Work order:
Only the pictures should be left out; write out all other data exactly.

[Region pointing data]
◆ ◆ ◆ ◆ ◆
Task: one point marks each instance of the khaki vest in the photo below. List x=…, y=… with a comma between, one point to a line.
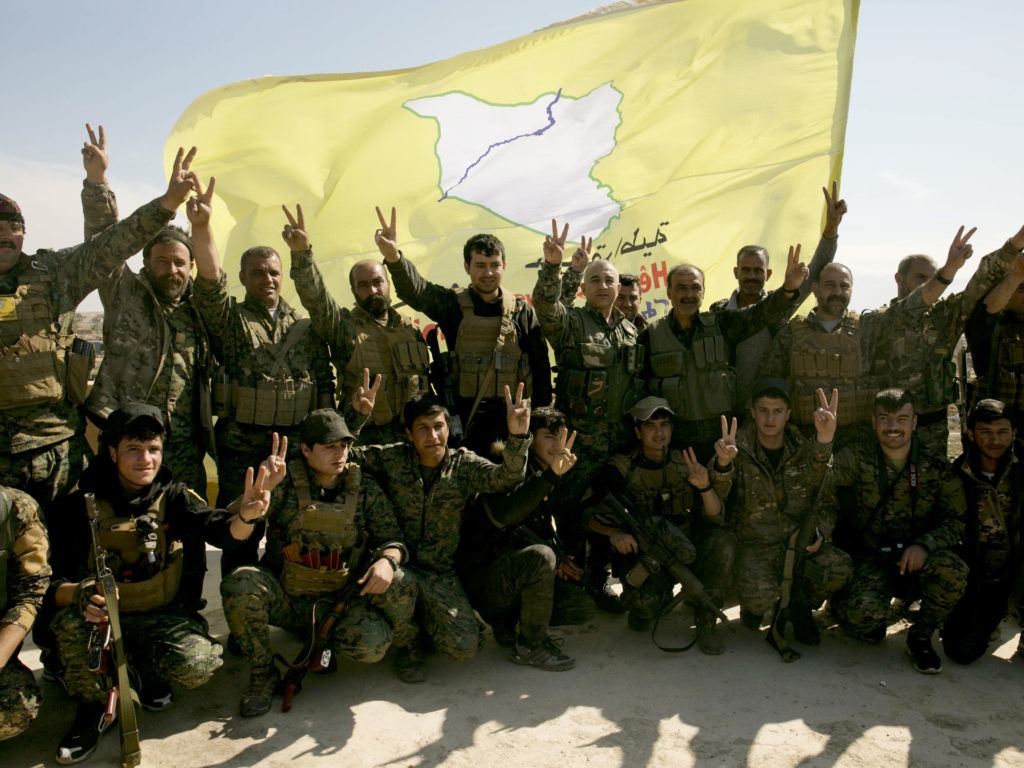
x=398, y=354
x=485, y=343
x=327, y=528
x=144, y=582
x=827, y=360
x=698, y=383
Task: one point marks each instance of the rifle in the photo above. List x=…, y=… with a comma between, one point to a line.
x=439, y=375
x=650, y=542
x=107, y=645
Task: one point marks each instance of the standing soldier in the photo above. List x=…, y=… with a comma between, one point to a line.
x=373, y=335
x=689, y=353
x=495, y=335
x=779, y=478
x=899, y=523
x=44, y=371
x=156, y=348
x=25, y=574
x=919, y=355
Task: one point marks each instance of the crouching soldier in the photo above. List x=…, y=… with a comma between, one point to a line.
x=332, y=540
x=511, y=561
x=145, y=523
x=674, y=492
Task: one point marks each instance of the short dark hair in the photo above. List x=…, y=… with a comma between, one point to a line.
x=987, y=411
x=488, y=245
x=257, y=252
x=423, y=404
x=548, y=418
x=891, y=400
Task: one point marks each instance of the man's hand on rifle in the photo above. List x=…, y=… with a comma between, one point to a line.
x=824, y=416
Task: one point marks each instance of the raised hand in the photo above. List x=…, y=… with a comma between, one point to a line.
x=796, y=270
x=554, y=245
x=517, y=413
x=725, y=446
x=697, y=473
x=387, y=237
x=835, y=211
x=181, y=182
x=824, y=416
x=94, y=157
x=366, y=395
x=276, y=463
x=294, y=232
x=200, y=205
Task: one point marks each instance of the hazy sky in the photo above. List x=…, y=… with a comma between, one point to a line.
x=933, y=137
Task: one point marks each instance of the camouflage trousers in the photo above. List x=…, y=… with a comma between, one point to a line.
x=862, y=606
x=254, y=601
x=442, y=613
x=19, y=697
x=46, y=473
x=759, y=574
x=716, y=552
x=161, y=645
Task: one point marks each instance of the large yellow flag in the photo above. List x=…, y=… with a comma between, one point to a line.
x=668, y=131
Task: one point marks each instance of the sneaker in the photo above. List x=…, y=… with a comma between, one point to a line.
x=545, y=655
x=258, y=697
x=925, y=659
x=410, y=665
x=83, y=736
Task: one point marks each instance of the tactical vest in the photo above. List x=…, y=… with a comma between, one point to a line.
x=394, y=351
x=269, y=398
x=597, y=376
x=487, y=354
x=324, y=544
x=827, y=360
x=698, y=383
x=50, y=374
x=147, y=577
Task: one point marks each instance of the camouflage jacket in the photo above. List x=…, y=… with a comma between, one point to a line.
x=769, y=503
x=24, y=550
x=884, y=507
x=81, y=268
x=429, y=504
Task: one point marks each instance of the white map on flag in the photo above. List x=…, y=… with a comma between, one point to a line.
x=528, y=163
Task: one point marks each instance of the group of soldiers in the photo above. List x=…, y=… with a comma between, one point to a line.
x=401, y=495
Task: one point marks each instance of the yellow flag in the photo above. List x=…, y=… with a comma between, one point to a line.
x=668, y=131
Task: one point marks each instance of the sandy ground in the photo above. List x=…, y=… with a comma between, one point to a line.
x=626, y=704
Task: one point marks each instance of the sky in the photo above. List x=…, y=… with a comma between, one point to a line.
x=933, y=137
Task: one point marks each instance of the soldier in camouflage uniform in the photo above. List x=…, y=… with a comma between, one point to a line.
x=373, y=335
x=329, y=523
x=752, y=271
x=144, y=519
x=156, y=348
x=899, y=523
x=429, y=484
x=674, y=487
x=494, y=336
x=778, y=483
x=43, y=370
x=25, y=576
x=919, y=355
x=510, y=558
x=992, y=482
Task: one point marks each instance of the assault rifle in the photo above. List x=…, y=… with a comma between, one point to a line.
x=107, y=648
x=650, y=540
x=443, y=386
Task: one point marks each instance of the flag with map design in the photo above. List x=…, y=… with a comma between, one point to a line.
x=668, y=131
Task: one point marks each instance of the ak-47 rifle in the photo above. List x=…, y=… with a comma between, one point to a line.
x=440, y=380
x=107, y=648
x=650, y=540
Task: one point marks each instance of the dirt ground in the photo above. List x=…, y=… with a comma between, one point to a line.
x=626, y=704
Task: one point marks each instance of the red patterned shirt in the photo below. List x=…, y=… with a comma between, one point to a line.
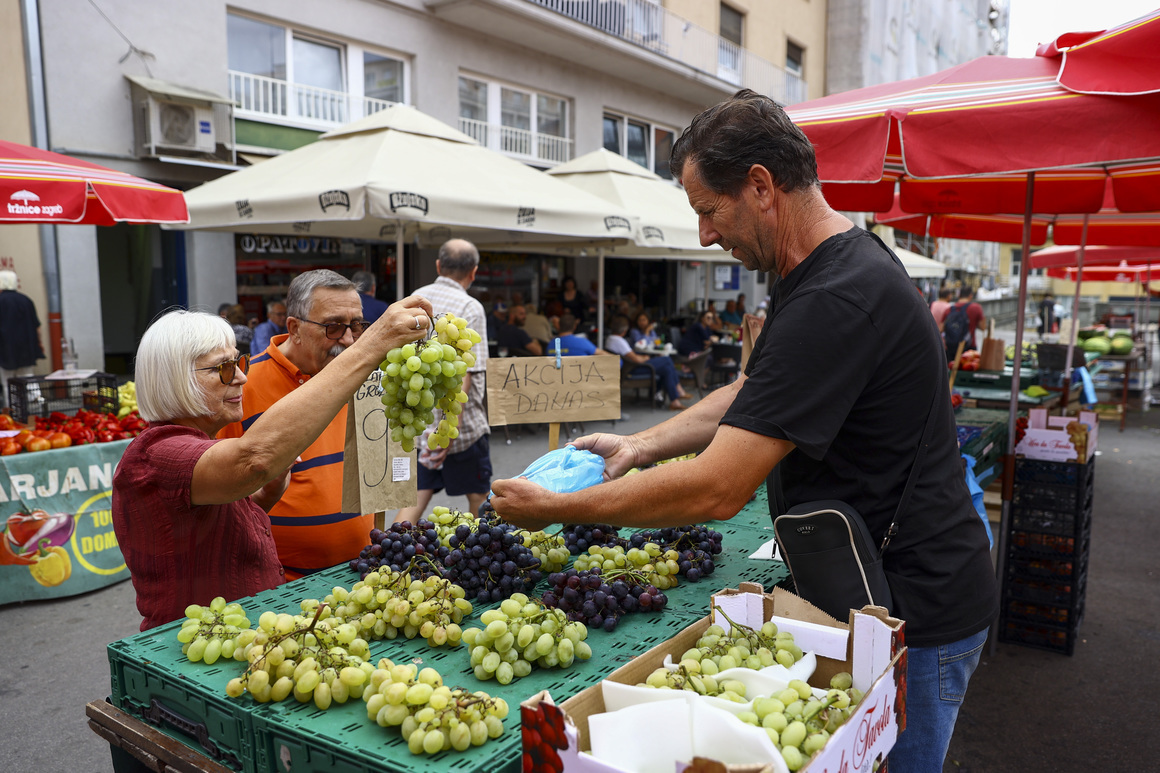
x=179, y=554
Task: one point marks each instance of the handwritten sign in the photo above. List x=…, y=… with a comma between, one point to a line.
x=530, y=390
x=377, y=475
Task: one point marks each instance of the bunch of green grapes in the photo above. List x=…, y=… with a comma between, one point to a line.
x=432, y=716
x=522, y=633
x=427, y=375
x=446, y=521
x=307, y=658
x=649, y=561
x=211, y=633
x=703, y=684
x=741, y=648
x=798, y=723
x=386, y=604
x=549, y=548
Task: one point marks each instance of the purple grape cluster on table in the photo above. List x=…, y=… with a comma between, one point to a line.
x=599, y=600
x=396, y=546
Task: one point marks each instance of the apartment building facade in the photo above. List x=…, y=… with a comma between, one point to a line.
x=183, y=92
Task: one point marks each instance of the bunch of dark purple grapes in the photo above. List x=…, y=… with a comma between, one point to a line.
x=397, y=546
x=578, y=537
x=696, y=544
x=600, y=600
x=491, y=562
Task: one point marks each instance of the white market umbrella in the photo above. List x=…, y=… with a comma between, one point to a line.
x=919, y=267
x=667, y=224
x=397, y=174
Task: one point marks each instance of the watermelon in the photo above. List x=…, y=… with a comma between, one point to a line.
x=1100, y=345
x=1122, y=345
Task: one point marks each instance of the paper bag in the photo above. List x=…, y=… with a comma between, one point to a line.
x=992, y=356
x=377, y=475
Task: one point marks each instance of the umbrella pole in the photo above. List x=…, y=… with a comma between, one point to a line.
x=1013, y=414
x=1075, y=319
x=600, y=301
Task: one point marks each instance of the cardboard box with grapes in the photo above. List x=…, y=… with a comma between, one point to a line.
◆ ◆ ◆ ◆ ◆
Result of the exercise:
Task: one point marks each instance of the khaki vest in the photo below. List x=…, y=… with a comma between, one point to a line.
x=398, y=354
x=485, y=343
x=327, y=528
x=144, y=582
x=827, y=360
x=698, y=383
Task: one point marks each instance of the rifle in the photo above. List x=…, y=… with a comma between, one point to a line.
x=439, y=375
x=650, y=542
x=107, y=645
Task: one point marks each instance of the standing soldier in the photo above. List x=…, y=… with a comma between, one point to a line.
x=373, y=335
x=689, y=353
x=495, y=335
x=779, y=478
x=899, y=523
x=44, y=371
x=156, y=348
x=25, y=574
x=919, y=355
Task: one point marks each instance of the crouching soldier in the photo above. List x=…, y=… with a comma between, one point to a line.
x=332, y=540
x=511, y=561
x=145, y=523
x=674, y=492
Task: one point marks each instance of the short dark hair in the photo above. List x=…, y=… with a comma between, one point to a line.
x=987, y=411
x=488, y=245
x=257, y=252
x=423, y=404
x=548, y=418
x=891, y=400
Task: one point marks each instance of the man's hand on rifle in the photo above. List x=…, y=… with a comma between, one point to a line.
x=824, y=416
Task: one point marks each instance of the raised hand in the photo above. List x=…, y=… with a comma between, one point to a line.
x=796, y=270
x=554, y=245
x=517, y=413
x=725, y=446
x=697, y=473
x=387, y=237
x=835, y=211
x=181, y=182
x=824, y=416
x=94, y=157
x=366, y=395
x=276, y=463
x=294, y=232
x=200, y=205
Task: one point marks each instance of the hazy sky in the photo above. List x=…, y=… with a comma between, one point to a line.
x=933, y=137
Task: one point marks each instance of the camouflage trousers in the photo above. List x=…, y=… with a comma between, one point to a line.
x=862, y=606
x=254, y=601
x=442, y=613
x=19, y=697
x=46, y=473
x=759, y=574
x=716, y=552
x=161, y=645
Task: one point marks each instance of the large yellow flag in the photo above. List x=…, y=… with a comma between, one point to a line.
x=668, y=131
Task: one point marks each instance of the sneaker in the photo above. List x=…, y=… with a comma between, one point to a line.
x=545, y=655
x=258, y=697
x=925, y=659
x=410, y=665
x=83, y=736
Task: one point marks each instance of the tactical vest in the photo above. List x=…, y=… with a comma between, one point to a line.
x=394, y=351
x=269, y=398
x=597, y=376
x=487, y=354
x=324, y=544
x=827, y=360
x=698, y=383
x=50, y=374
x=147, y=577
Task: one point marks each instance of the camouflage jacket in the photo above. List x=…, y=… with a comma between, one point to a line.
x=769, y=503
x=24, y=550
x=884, y=507
x=81, y=268
x=429, y=504
Task: one point marks each instance of the white map on flag in the photo above. List x=…, y=… with a comma between, one point to a line.
x=528, y=163
Task: one point marks each instance of the group of soldiers in the photo above. List x=…, y=… with a comma between, one point to a line.
x=401, y=495
Task: one point marks each instance of the yellow flag in the photo above. List x=…, y=… with a comma between, one point to a line.
x=668, y=131
Task: one point marks each instance of the sandy ground in the photo above. List x=…, y=… with a comma between, one point to a line.
x=626, y=704
Task: one point marks each instance of the sky in the photo above. List x=…, y=… with a comma between, one point to a line.
x=933, y=137
Task: one point marks each instance of the soldier in camouflage uniform in the photo above. List x=…, y=… with a comma between, one point to a line.
x=373, y=335
x=329, y=523
x=752, y=271
x=144, y=519
x=156, y=348
x=899, y=523
x=429, y=484
x=674, y=487
x=494, y=336
x=778, y=483
x=43, y=370
x=25, y=576
x=919, y=355
x=510, y=558
x=992, y=482
Task: one point marks each instance of the assault rifle in the photo above. List x=…, y=… with a comma between, one point to a line.
x=107, y=648
x=650, y=540
x=443, y=386
Task: one point marks each instance of the flag with map design in the photo above. List x=…, y=… with a comma between, one point to a line.
x=668, y=131
Task: one point marks each instance of the ak-47 rifle in the photo above. List x=…, y=… with a comma between, one point to a line.
x=440, y=380
x=107, y=648
x=650, y=540
Task: one point marks each instance of the dirt ground in the photo above. List x=…, y=… with a comma between, one point to a line.
x=626, y=704
Task: one point marks each instance of the red patterned shirt in the photo below. List x=…, y=… with a comma between, one point to a line.
x=179, y=554
Task: one point marks each instance of the handwritten sign in the photo above. List x=…, y=… with a comma between, one point to a line.
x=530, y=390
x=377, y=475
Task: one point marks each instance of the bunch of green grapes in the photo above. List x=…, y=… with a comma between, one point to a line.
x=432, y=716
x=522, y=633
x=427, y=375
x=446, y=521
x=307, y=658
x=649, y=561
x=211, y=633
x=703, y=684
x=741, y=648
x=798, y=723
x=386, y=604
x=549, y=548
Task: one point marks each instance of the purple grape cluster on table in the photo above. List x=…, y=… with a comma between, one point to a line.
x=599, y=600
x=396, y=546
Task: one point marks each instance of the apartment building facade in the photo above. List x=…, y=… with a comma between, one point to a line.
x=183, y=92
Task: one point marks each instance of the bunch of dark purple grapes in the photo above. List x=…, y=… with a comma between, one point to a line.
x=397, y=546
x=578, y=537
x=696, y=544
x=600, y=600
x=491, y=562
Task: one point marks each instance of the white market umbrella in the photo above. List x=…, y=… with a comma between, one point to a line.
x=919, y=267
x=667, y=224
x=397, y=174
Task: one point marks each instance of the watermelon in the photo above. List x=…, y=… with a comma between, one point to a line.
x=1100, y=345
x=1122, y=345
Task: one point marks each instance of the paper bag in the photo above. List x=…, y=… with a comma between, one point to a line.
x=992, y=356
x=377, y=475
Task: one point marks each instance of the umbrella pole in the photo above. List x=…, y=… with a comma between, one point to a line.
x=1013, y=414
x=1075, y=319
x=600, y=301
Task: one point marks each instance of the cardboard box with grapes in the photo above. List x=…, y=… with a comma between, one point to a line.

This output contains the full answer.